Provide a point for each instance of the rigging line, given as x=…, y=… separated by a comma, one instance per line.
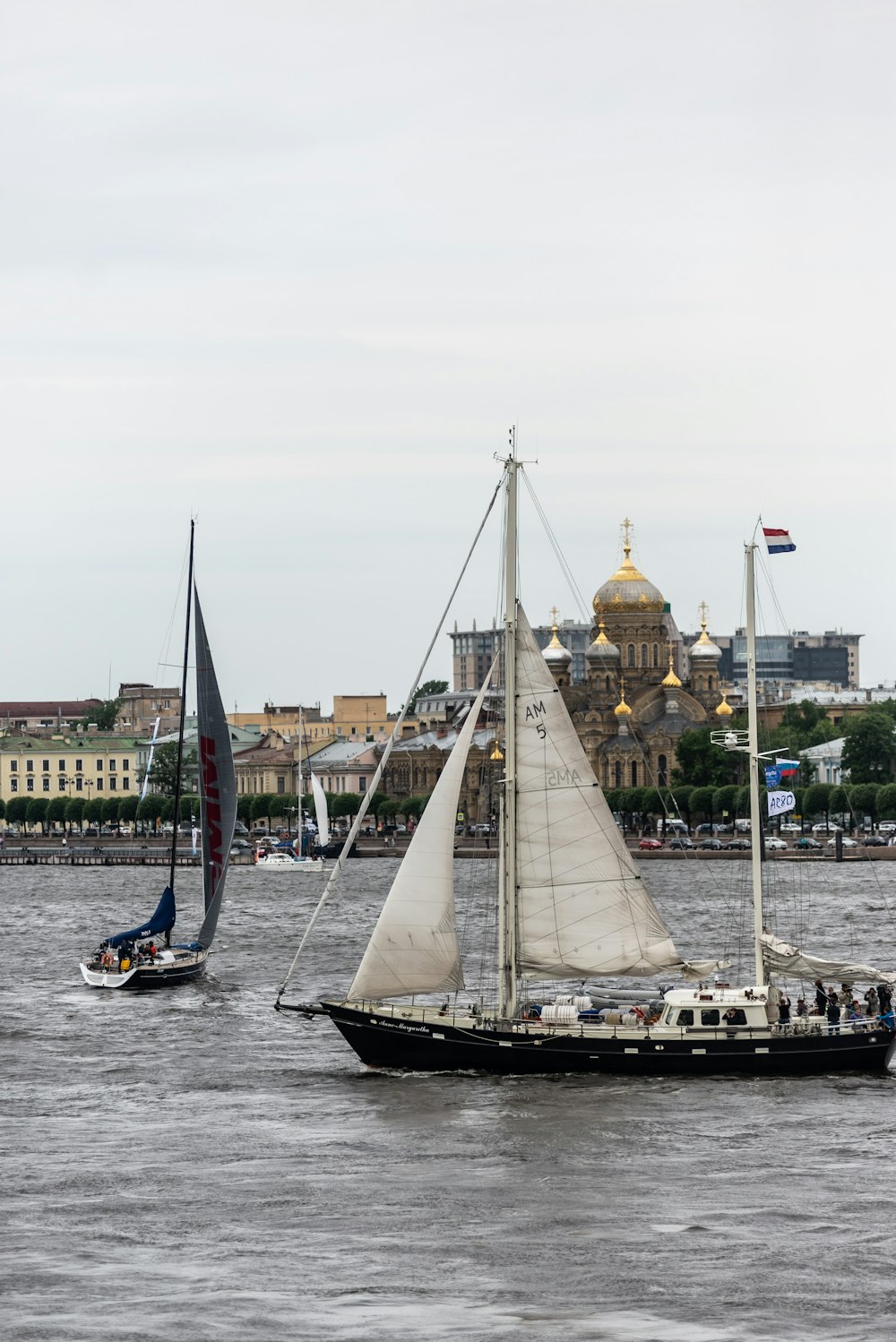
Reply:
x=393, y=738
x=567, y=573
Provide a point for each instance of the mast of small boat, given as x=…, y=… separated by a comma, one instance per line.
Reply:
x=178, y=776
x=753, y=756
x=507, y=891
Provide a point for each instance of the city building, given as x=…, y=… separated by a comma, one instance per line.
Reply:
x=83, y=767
---
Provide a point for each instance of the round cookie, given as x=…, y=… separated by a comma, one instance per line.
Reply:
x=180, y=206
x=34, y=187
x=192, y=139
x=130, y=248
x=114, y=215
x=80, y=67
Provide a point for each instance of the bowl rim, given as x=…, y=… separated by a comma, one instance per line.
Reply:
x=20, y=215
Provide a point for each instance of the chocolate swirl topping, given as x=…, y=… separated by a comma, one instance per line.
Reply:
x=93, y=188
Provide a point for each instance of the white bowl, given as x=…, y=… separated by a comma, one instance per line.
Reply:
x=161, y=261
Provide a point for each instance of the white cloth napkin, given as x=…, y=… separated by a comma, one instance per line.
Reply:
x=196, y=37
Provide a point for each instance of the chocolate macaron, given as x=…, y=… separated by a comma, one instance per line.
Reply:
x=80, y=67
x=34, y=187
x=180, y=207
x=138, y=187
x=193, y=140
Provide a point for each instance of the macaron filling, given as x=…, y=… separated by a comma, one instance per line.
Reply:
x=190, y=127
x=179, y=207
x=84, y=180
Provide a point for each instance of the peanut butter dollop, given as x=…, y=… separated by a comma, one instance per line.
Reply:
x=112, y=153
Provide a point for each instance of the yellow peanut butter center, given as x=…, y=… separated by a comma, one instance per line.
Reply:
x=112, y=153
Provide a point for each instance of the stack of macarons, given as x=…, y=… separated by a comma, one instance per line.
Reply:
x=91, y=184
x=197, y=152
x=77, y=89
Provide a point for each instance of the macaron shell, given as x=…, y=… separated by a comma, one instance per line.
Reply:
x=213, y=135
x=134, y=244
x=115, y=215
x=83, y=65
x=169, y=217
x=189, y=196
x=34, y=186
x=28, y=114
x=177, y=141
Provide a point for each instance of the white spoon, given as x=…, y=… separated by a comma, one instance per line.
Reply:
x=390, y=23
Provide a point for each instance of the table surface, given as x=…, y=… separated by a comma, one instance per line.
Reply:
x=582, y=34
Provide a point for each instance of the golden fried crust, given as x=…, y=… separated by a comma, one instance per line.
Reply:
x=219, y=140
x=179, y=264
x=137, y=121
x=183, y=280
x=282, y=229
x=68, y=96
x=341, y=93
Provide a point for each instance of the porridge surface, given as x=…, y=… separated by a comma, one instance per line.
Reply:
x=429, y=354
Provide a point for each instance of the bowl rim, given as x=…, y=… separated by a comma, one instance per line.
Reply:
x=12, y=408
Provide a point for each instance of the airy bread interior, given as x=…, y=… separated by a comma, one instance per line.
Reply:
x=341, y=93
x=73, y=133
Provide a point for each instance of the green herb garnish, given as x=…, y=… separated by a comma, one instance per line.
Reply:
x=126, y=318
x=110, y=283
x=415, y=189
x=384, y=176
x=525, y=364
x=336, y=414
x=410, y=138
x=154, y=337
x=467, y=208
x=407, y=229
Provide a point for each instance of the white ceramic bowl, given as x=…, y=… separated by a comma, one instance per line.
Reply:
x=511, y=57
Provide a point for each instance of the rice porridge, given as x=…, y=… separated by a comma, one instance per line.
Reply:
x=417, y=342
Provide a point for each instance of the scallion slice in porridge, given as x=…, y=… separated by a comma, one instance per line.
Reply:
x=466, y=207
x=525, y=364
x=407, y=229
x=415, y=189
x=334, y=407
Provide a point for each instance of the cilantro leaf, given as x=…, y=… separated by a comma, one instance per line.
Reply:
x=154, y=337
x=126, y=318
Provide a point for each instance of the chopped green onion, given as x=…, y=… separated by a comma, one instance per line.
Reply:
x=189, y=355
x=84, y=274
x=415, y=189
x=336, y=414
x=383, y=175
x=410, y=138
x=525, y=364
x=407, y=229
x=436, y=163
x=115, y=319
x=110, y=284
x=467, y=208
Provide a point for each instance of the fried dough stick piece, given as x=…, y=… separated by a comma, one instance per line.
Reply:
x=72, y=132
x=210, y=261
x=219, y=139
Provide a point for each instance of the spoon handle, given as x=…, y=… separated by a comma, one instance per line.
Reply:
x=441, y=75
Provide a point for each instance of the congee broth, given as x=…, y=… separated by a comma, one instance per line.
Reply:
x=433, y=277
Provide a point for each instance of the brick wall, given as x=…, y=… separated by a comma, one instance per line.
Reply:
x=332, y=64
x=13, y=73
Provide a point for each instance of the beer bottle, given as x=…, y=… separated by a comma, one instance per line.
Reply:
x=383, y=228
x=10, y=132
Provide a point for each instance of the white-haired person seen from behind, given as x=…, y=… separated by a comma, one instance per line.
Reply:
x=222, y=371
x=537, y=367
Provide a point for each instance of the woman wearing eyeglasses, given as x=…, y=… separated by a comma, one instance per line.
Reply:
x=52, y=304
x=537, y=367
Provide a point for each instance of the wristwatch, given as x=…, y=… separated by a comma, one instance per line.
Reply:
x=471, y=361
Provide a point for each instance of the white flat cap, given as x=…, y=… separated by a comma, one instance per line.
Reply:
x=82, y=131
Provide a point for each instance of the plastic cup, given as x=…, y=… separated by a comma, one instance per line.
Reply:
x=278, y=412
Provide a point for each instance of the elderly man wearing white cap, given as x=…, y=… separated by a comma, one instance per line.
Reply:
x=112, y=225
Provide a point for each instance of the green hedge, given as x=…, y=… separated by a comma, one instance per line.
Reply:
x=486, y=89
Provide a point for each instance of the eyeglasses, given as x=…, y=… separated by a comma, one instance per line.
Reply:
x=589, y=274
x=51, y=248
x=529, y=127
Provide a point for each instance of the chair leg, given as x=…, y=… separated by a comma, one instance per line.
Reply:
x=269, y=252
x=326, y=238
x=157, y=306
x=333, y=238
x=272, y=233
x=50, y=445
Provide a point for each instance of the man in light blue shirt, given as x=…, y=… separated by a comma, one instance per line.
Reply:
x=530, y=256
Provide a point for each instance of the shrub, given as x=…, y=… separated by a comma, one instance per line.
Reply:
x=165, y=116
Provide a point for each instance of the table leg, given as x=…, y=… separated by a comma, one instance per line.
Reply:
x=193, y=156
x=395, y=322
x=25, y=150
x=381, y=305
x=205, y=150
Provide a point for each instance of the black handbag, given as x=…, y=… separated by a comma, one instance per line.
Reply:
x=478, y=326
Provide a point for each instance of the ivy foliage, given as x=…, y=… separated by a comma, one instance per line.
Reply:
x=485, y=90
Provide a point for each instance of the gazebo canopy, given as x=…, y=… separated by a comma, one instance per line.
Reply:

_Written exercise_
Could you output the lines between the one holding "Provide a point for each instance of the white flat" and the one holding "x=205, y=150", inclusive, as a JSON list of strings with one string per line and any blank lines omitted?

_Solution for this exercise_
[
  "Provide a point for each instance of the white flat cap, given as x=…, y=… separated by a comma, one instance per line.",
  "Reply:",
  "x=82, y=131",
  "Provide a point for each instance of the plastic cup, given as x=…, y=… separated by a comma, one instance per line.",
  "Reply:",
  "x=278, y=412",
  "Provide a point for each instance of the elderly man wearing white cap, given as x=…, y=… separated by a comma, one instance per line.",
  "Reply:",
  "x=112, y=225",
  "Provide a point for each instance of the green hedge, given as x=…, y=… separated by a comma, one instance per line.",
  "Reply:",
  "x=486, y=89",
  "Provide a point for each instance of the eyeglasses, given as x=…, y=… separated by a comma, one instance per line.",
  "Reply:",
  "x=589, y=274",
  "x=51, y=248",
  "x=529, y=127",
  "Provide a point for each instance of the chair leg, given as x=…, y=… separated by a comma, one instance per line.",
  "Reply:",
  "x=269, y=252",
  "x=326, y=238",
  "x=157, y=306",
  "x=333, y=238",
  "x=272, y=233",
  "x=50, y=445",
  "Provide a point for each instance of the man in light blue shirt, given as x=…, y=… separated by a comma, one instance per line.",
  "Reply:",
  "x=530, y=256",
  "Provide a point for each instance of the shrub, given as x=…, y=… separated by a comma, one instance per line.",
  "Reply:",
  "x=165, y=116",
  "Provide a point for each instance of the table leg, given as x=…, y=… separated by a comma, one instance per line.",
  "Reply:",
  "x=193, y=156",
  "x=395, y=322",
  "x=25, y=150",
  "x=381, y=305",
  "x=205, y=150"
]